**Set task**
Return only this: the line with "Target: climber" and all the lines that follow it below, through the final one, exactly as they are.

**Provided data**
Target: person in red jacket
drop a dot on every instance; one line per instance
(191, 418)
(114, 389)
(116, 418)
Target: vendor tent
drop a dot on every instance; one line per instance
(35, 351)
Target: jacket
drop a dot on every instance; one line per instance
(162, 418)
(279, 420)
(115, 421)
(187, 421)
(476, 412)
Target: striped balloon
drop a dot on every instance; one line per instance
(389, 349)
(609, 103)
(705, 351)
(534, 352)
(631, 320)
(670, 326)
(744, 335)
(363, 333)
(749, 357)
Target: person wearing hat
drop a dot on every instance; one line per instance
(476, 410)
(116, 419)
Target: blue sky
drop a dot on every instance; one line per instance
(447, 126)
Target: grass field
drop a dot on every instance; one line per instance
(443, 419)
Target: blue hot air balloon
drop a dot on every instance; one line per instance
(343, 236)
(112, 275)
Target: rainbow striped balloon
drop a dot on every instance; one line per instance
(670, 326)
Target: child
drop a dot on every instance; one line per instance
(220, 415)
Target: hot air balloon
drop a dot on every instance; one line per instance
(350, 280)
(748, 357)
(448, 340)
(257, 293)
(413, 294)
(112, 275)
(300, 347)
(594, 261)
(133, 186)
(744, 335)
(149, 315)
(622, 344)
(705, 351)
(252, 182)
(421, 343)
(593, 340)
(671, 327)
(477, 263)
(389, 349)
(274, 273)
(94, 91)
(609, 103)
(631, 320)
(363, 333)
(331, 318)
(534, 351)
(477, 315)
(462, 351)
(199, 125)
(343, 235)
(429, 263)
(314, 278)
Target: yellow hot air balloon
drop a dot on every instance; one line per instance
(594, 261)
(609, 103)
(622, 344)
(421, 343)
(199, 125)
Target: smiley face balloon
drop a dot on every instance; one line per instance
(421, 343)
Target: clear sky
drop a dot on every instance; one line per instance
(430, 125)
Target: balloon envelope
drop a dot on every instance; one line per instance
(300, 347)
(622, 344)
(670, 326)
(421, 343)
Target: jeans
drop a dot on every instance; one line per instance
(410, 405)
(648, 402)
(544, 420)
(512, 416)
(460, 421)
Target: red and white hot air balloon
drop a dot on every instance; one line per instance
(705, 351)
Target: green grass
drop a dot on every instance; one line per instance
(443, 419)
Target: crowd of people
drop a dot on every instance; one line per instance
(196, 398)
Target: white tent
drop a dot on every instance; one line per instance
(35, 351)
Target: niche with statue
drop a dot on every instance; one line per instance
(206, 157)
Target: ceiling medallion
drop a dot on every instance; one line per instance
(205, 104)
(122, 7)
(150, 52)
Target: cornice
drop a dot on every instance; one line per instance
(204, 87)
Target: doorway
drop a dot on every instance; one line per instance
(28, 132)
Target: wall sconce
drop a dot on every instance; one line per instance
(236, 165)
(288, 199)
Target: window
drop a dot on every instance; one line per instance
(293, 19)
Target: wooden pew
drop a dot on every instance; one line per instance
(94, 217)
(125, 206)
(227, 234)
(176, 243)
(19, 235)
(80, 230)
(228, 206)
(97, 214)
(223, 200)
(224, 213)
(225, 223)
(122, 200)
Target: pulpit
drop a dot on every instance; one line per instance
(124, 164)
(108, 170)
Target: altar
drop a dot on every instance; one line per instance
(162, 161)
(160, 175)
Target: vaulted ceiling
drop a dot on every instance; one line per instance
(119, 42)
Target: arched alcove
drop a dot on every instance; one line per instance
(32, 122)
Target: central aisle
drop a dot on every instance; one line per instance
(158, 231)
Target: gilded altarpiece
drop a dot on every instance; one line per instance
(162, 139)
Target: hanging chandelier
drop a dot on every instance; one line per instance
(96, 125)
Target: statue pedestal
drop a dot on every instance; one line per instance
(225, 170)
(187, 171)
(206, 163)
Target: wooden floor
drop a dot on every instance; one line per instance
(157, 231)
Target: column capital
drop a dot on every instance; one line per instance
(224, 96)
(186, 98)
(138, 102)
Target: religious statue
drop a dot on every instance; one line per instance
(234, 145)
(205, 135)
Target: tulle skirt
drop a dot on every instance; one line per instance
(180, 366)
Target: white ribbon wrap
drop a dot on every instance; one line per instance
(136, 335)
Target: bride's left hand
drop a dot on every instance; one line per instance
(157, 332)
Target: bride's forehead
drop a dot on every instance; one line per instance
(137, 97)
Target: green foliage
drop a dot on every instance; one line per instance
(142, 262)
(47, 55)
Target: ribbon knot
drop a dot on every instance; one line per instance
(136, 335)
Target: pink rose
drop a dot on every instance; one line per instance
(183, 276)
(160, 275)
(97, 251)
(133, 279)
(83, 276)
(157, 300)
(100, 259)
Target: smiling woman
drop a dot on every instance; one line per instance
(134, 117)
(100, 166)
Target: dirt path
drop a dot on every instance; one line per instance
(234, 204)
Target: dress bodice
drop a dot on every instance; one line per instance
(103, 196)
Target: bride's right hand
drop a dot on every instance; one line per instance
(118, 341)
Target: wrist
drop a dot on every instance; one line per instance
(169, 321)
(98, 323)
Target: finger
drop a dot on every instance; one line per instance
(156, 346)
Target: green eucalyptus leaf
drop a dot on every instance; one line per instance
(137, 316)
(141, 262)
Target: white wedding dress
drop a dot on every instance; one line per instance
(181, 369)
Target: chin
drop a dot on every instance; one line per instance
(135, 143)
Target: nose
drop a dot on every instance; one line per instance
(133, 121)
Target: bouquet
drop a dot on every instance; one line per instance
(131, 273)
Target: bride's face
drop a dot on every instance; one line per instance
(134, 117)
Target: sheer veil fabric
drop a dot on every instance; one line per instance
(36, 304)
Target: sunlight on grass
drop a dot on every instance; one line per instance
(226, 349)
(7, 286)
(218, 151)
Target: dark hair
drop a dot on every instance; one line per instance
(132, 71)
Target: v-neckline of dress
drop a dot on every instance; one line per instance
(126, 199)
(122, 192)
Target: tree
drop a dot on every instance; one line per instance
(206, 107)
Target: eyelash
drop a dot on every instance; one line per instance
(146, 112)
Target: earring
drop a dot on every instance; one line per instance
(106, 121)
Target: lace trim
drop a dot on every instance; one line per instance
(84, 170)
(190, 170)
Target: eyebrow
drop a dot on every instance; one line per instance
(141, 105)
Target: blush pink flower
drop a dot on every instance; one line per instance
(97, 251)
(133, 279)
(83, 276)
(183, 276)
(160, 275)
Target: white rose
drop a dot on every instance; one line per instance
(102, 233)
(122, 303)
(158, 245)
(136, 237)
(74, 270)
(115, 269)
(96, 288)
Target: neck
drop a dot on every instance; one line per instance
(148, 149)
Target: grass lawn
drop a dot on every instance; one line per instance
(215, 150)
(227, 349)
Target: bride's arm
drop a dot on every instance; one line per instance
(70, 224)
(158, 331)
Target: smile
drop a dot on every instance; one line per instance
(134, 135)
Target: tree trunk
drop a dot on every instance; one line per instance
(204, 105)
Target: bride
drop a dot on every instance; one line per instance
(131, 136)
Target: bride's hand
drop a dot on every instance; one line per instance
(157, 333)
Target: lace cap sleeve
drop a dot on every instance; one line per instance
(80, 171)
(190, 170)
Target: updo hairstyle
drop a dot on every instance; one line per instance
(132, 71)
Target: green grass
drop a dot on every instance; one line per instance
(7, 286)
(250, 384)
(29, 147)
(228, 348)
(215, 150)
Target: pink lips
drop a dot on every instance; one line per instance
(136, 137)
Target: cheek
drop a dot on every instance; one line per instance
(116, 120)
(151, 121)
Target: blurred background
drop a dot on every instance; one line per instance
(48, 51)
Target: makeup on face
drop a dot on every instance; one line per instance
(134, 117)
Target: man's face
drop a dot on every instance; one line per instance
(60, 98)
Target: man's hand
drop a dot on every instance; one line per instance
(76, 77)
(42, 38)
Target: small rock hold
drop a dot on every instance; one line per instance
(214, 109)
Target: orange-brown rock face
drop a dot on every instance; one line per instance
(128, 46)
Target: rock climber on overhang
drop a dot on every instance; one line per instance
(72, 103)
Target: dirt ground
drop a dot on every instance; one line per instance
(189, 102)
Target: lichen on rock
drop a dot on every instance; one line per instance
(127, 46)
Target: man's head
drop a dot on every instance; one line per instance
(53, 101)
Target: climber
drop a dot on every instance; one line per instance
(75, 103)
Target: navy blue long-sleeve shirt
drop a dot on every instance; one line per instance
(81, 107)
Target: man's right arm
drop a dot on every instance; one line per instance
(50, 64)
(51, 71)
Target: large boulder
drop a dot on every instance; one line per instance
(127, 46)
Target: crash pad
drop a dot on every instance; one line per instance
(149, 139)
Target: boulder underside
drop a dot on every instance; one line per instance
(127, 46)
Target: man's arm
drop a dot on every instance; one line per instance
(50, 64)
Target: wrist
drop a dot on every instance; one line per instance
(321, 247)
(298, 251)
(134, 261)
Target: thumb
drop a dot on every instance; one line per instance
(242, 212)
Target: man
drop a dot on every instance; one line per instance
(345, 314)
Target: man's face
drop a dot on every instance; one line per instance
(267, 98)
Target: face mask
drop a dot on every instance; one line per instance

**Final result**
Target: climber
drop a dot on every instance; one line per instance
(75, 103)
Target: navy blue long-sleeve shirt
drop a dot on every instance; one line per instance
(81, 107)
Target: man's right arm
drop a dot on every instance; one line per instance
(50, 64)
(51, 71)
Target: large boulder
drop a dot on every instance; one line per instance
(127, 46)
Target: crash pad
drop a dot on every instance; one line per instance
(149, 139)
Target: boulder underside
drop a dot on every instance; one line per instance
(127, 46)
Target: man's arm
drop a dot on every instance; one line per instance
(50, 64)
Target: wrist
drop a dot on every instance; one line per instance
(321, 247)
(298, 251)
(134, 261)
Target: thumb
drop a dot on every instance; one line per instance
(242, 212)
Target: man
drop a dot on every instance; one line per instance
(345, 314)
Target: man's face
drop a dot on every instance; one line per instance
(267, 98)
Target: face mask
drop a dot on every instance; one line per instance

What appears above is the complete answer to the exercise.